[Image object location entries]
****

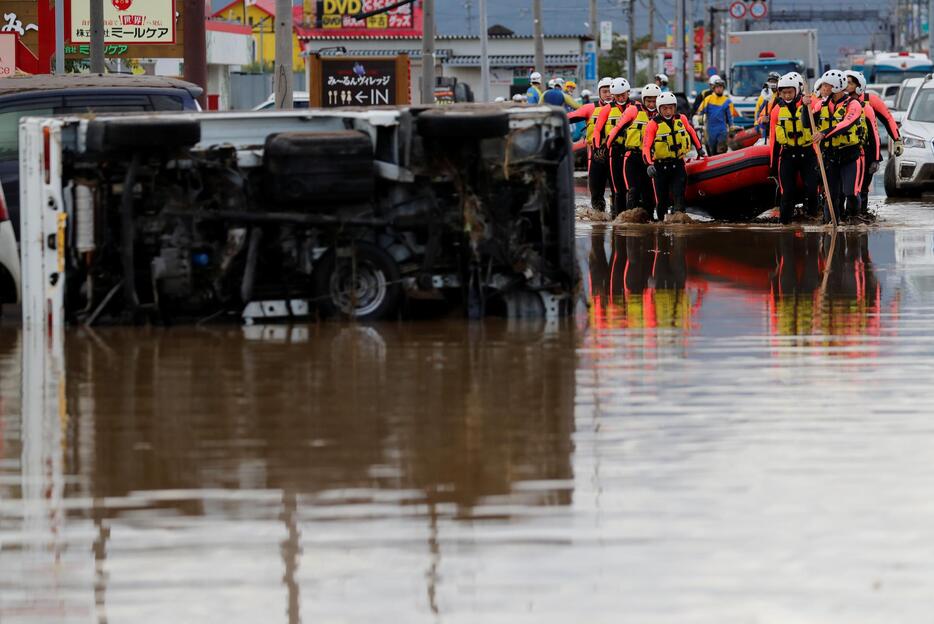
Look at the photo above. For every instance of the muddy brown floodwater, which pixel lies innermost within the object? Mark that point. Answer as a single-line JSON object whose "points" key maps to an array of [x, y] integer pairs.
{"points": [[737, 429]]}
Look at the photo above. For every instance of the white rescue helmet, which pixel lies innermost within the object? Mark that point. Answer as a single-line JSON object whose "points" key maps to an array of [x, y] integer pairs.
{"points": [[789, 81], [859, 78], [802, 83], [619, 86], [835, 79], [666, 98]]}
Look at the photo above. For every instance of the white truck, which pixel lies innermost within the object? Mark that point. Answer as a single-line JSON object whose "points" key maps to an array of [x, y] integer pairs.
{"points": [[348, 212], [752, 55]]}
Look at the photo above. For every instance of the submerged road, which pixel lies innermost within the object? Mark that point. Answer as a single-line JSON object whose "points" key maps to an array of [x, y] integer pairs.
{"points": [[736, 430]]}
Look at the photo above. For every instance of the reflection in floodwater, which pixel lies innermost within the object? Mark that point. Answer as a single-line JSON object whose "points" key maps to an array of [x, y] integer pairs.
{"points": [[281, 429], [810, 283], [744, 418]]}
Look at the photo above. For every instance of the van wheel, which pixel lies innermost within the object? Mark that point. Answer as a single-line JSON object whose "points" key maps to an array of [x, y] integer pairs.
{"points": [[363, 284]]}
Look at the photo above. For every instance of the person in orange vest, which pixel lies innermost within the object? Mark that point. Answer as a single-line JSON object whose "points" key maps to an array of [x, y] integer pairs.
{"points": [[842, 132], [598, 166], [632, 125], [668, 139], [872, 152], [607, 121], [792, 153]]}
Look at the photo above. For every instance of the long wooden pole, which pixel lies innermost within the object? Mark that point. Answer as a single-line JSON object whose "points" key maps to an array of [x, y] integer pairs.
{"points": [[823, 172]]}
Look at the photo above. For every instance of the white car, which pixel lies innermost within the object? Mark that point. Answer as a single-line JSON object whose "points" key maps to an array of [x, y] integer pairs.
{"points": [[908, 88], [913, 172], [888, 92], [299, 100], [9, 257]]}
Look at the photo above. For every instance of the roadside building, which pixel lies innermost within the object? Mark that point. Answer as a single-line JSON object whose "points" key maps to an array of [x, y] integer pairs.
{"points": [[458, 56], [261, 18]]}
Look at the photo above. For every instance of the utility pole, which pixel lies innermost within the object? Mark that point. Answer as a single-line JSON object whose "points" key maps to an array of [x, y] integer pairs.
{"points": [[630, 42], [60, 38], [595, 34], [688, 60], [97, 36], [428, 52], [282, 78], [678, 34], [652, 70], [539, 36], [930, 27], [485, 55], [195, 42]]}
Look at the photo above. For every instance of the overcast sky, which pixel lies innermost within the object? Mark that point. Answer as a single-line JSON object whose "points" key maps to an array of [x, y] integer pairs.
{"points": [[571, 16]]}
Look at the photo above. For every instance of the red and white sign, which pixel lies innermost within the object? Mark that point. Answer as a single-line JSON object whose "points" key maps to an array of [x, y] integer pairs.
{"points": [[738, 10], [336, 18], [758, 10], [7, 54], [125, 21]]}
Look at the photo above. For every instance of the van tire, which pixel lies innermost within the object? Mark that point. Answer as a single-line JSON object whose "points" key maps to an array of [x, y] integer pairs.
{"points": [[466, 124], [129, 135], [378, 284]]}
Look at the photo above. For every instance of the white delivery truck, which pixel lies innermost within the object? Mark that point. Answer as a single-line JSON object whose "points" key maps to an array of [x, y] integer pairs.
{"points": [[752, 55]]}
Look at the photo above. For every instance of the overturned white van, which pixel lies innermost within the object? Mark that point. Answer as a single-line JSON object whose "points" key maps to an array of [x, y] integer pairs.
{"points": [[165, 217]]}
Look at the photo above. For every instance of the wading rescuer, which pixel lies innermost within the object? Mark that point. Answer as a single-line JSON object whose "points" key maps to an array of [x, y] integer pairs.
{"points": [[534, 94], [703, 94], [608, 120], [668, 139], [632, 124], [792, 151], [719, 112], [597, 159], [872, 152], [841, 131]]}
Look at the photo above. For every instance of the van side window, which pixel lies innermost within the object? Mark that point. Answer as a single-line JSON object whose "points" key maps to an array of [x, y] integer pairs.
{"points": [[9, 125]]}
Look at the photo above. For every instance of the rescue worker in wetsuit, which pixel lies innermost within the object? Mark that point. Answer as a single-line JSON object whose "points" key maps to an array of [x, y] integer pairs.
{"points": [[872, 152], [792, 152], [586, 111], [767, 99], [632, 127], [668, 139], [606, 123], [534, 93], [841, 131], [598, 167], [703, 95], [719, 112]]}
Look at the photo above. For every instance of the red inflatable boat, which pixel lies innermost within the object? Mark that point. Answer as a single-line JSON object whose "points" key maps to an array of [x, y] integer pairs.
{"points": [[734, 184]]}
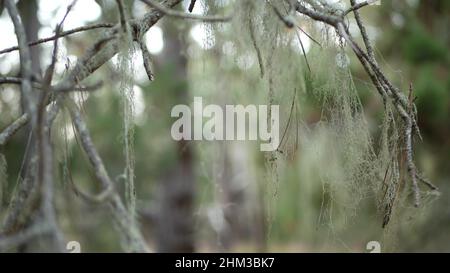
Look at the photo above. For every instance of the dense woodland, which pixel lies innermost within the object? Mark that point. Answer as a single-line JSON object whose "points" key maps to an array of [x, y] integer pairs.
{"points": [[87, 161]]}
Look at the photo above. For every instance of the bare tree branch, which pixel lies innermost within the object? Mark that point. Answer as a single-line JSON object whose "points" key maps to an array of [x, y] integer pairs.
{"points": [[174, 13], [62, 34]]}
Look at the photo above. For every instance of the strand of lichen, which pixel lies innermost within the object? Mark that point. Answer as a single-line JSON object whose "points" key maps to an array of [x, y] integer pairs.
{"points": [[127, 95]]}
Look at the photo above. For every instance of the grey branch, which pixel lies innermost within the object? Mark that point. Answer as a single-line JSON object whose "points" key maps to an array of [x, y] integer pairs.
{"points": [[173, 13], [62, 34]]}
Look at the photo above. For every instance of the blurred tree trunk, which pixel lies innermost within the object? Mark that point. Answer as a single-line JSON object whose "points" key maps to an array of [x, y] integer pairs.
{"points": [[175, 220]]}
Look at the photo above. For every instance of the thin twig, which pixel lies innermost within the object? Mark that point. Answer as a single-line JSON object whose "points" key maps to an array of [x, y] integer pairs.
{"points": [[174, 13], [62, 34]]}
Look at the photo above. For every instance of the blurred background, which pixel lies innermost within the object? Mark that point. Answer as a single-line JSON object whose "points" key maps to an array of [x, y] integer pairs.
{"points": [[228, 196]]}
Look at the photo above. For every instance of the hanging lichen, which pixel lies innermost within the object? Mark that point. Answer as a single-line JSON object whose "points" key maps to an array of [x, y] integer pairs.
{"points": [[125, 67]]}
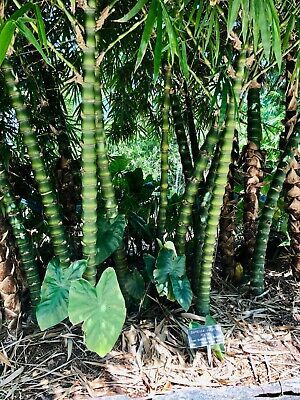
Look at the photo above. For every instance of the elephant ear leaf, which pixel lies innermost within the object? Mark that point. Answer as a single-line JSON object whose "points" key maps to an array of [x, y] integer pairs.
{"points": [[53, 306], [101, 309], [110, 236]]}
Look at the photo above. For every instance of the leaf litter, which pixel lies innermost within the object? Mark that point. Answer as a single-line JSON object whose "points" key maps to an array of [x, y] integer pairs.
{"points": [[262, 342]]}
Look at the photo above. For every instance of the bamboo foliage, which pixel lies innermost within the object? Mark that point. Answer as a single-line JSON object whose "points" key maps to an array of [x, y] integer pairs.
{"points": [[49, 201], [189, 196], [265, 222], [23, 243], [253, 168], [211, 233]]}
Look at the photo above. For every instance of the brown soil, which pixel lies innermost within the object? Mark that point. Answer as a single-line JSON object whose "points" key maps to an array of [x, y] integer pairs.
{"points": [[262, 340]]}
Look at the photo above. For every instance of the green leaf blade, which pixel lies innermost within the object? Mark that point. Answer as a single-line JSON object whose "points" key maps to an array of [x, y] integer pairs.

****

> _Directions_
Make an exact copy of every record, pictures excluded.

> _Correct response_
Look at the photo above. For every instance of the muddy brown floodwater, which pixel lies innermost within the object? Mark that point. Answer as a single-line JSON object whose "points" key maps to an array of [x, y] integer pairs.
{"points": [[737, 429]]}
Look at the photo above. For every instance of the white rescue helmet, which pixel lies innermost within the object? Mark that point. Answer as a single-line JSON object whose "points" key maps to an array of [x, y] integer pairs.
{"points": [[789, 81], [859, 78], [802, 83], [619, 86], [835, 79], [666, 98]]}
Look at the photo above. For every instance of the white truck, which pixel lies innermost within the object? Mark that point. Answer as a single-line JSON object whose "points" key maps to an array of [x, y] integer pairs.
{"points": [[348, 212], [752, 55]]}
Look at the photo above. For every instance of the submerged road, which pixel lies innermost within the object? Mark that point. Answer as a single-line JSON object whose "points" key maps to an array of [x, y] integer pairs.
{"points": [[736, 430]]}
Look at the photo above. For every instance of the reflection in floodwater, which pixel lies innermost within the object? Mark that point. Answer as a single-line JSON object whose "points" key maps to an array of [x, y] integer pairs.
{"points": [[281, 429], [810, 283], [744, 418]]}
Look at the photo above. For every instance of the van wheel, which pixel lies innermost within the object? Mark that point. Answer as a single-line JSON object whose "points" key maps to an array of [x, y] integer pairs.
{"points": [[363, 284]]}
Look at the photo above. For every instance of the person in orange vest, which pixel lies innermost within the object? Mark that point. Answer as a single-line JSON object whose "points" key maps to an array of [x, y] integer pairs.
{"points": [[842, 132], [598, 166], [632, 125], [668, 139], [872, 152], [607, 121], [792, 153]]}
Look at the photo above. For every instance of the long wooden pole, which pixel lies innermost within the object? Mark that point. Answer as a single-line JSON object whose "points" key maps to an array of [x, y] integer pairs.
{"points": [[823, 172]]}
Look at the photo above. For every instance of the white car, which pixel lies innermost within the object? Mark that point. Answer as a single-line JSON object whose "points" key maps to an array of [x, y] integer pairs.
{"points": [[908, 88], [913, 172], [888, 92], [299, 100], [9, 257]]}
Look at the photo above. For every instance of the roadside building, which pixel lies innermost within the object? Mark that point. Answer as a single-line JSON object whose "points" key maps to an array of [x, y] integer pairs.
{"points": [[458, 56], [261, 18]]}
Look at the photo above. For every instance of the utility pole, which pixel lies innermost within the object? Mark that point. Answer as a single-line JSON object whose "points" key maps to an array of [x, y] integer pairs.
{"points": [[630, 42], [60, 38], [595, 34], [688, 60], [97, 36], [428, 52], [282, 78], [678, 34], [652, 70], [539, 36], [930, 27], [485, 55], [195, 42]]}
Look at the photo above. For every instance of the overcast sky, which pixel lies innermost within the object? Mark that point. Answer as a single-line JSON object whose "points" key maps to an array of [x, y] integer pairs.
{"points": [[571, 16]]}
Look at the photo above. For every instance of the red and white sign, which pixel lies innermost within the object? Mark that point. Answer as a single-line JSON object whose "points" key maps to an array of [x, y] integer pairs.
{"points": [[738, 10], [336, 18], [758, 10], [7, 54], [125, 21]]}
Look at the photo above. For every instance of the van tire, which pixel lies innermost within the object? Mark that point. Answer as a single-line JSON object whose "points" key maps to an array of [x, y] integer pairs.
{"points": [[466, 124], [129, 135], [378, 284]]}
Look at the photo above. For every instance of the white delivery truck, which pixel lies innermost within the object? Mark that point. Answer as a single-line JSON object whose "points" key maps to an array of [x, y] integer pairs.
{"points": [[752, 55]]}
Look at the photo above. For every instance of the overturned white van, which pixel lies innermost within the object? Mark that point. Answer as a single-line JSON object whose "points" key maps to an array of [x, y] integer pairs.
{"points": [[165, 217]]}
Look at the photo above. For every instance of the wading rescuer, which pixel lies innermost within the object? Mark that point. Answer as a single-line JSON object whose "points" key maps to an array of [x, y] integer pairs.
{"points": [[534, 94], [703, 94], [608, 120], [668, 139], [632, 124], [792, 151], [719, 112], [597, 159], [872, 152], [841, 131]]}
Look at the photo above. For every instance of the van side window, which pixel lies innermost within the object? Mark that point. Answer as a single-line JSON object whose "points" key maps to an array of [x, y] integer pairs.
{"points": [[9, 125]]}
Look at the photo above. For every instance of the rescue worker in wetsuit, which pixel lies innermost within the object? Mark that point. Answer as a single-line JSON object whose "points" key maps to an array of [x, y] integer pairs.
{"points": [[872, 152], [792, 152], [586, 111], [767, 99], [632, 127], [668, 139], [606, 123], [534, 93], [841, 131], [598, 167], [703, 95], [719, 112]]}
Look at the photo above. For every instance of the red inflatable boat, which pixel lies innermost within the object? Mark that point. Answer as a single-line JSON object whose "points" key maps to an array of [x, y] integer pairs.
{"points": [[734, 184]]}
Look at the photo above. For every instance of the dense woodland, which pixel lies innermost within the object? Mark that point. Answer as a single-line JSON object whose "points" key maps to an array of [x, y] integer pairs.
{"points": [[87, 161]]}
Look at the photo above. For every instance of the bare tree branch, which pixel lies innermost within the object? Mark that point. Answer as a single-line JSON object whose "points" key maps to an array of [x, y] integer pairs.
{"points": [[174, 13], [62, 34]]}
Look at the photo above. For every instance of the strand of lichen, which pixel lies innermost within the object? Mark that point. Answer as a single-line JSON object whose "points" key maps to an array of [x, y] integer pairs.
{"points": [[127, 95]]}
Look at the photo above. For every instance of the grey branch, which pixel lies innermost within the object? Mark that point. Answer as a single-line JSON object whose "points" key maps to an array of [x, y] integer pairs.
{"points": [[173, 13], [62, 34]]}
Look at the photo above. For every instance of the blurred tree trunk, which pixel lies innermost within the object? Mark that point. Answer as a single-line JSON object whose "points" key maps to an array of [x, y] integer pairs.
{"points": [[175, 220]]}
Look at the photo above. For every instance of the thin twig, which pixel lies innermost within the object? Mark that point. Answer as a single-line JSON object whose "points" key maps to an array of [x, y] integer pairs.
{"points": [[174, 13], [62, 34]]}
Look at the photo above. For every instance of the blurred background, which pixel lies innermost within the object? Mark that point. Answer as a single-line JSON object whose "points" key maps to an array of [x, y] integer pairs.
{"points": [[228, 196]]}
Look at the photo above. For every instance of the hanging lichen, which pixel lies innermost within the object? Mark that point. Answer as a single-line JSON object whose "points" key maps to an array of [x, y] integer pairs.
{"points": [[125, 67]]}
Look at the photo above. For every instance of the elephant ear leaf, which pixel lies innermost within the object? Mark that point. Answer as a single-line JSON object whose "points" key maps to an array of [x, y] integer pairs.
{"points": [[53, 306], [101, 309], [110, 236]]}
Look at the photo above. For every instance of the leaf litter, which pixel lies innermost within the object? Mark that point. Answer as a single-line JSON object whose "points" key maps to an array of [x, y] integer pairs.
{"points": [[262, 342]]}
Look at the photo above. For every instance of the bamboo foliage, which pixel lies innermost within the object? Mark that point. Answer as a single-line JSON object whose "points" key maps to an array of [x, y] integer pairs.
{"points": [[49, 201], [189, 196], [265, 222], [23, 243], [253, 168], [211, 233]]}
Look at the photo above. For every instance of the brown soil, which pixel lies innermost within the object? Mark that point. Answer as a single-line JSON object whose "points" key maps to an array of [x, y] integer pairs.
{"points": [[262, 340]]}
Look at the photo above. For every instance of the green leaf blade, which pixel lies innermost within the object? Mark that point. Answer as a single-line JSON object whose "points" key maps to an array of [x, y] integer pairs.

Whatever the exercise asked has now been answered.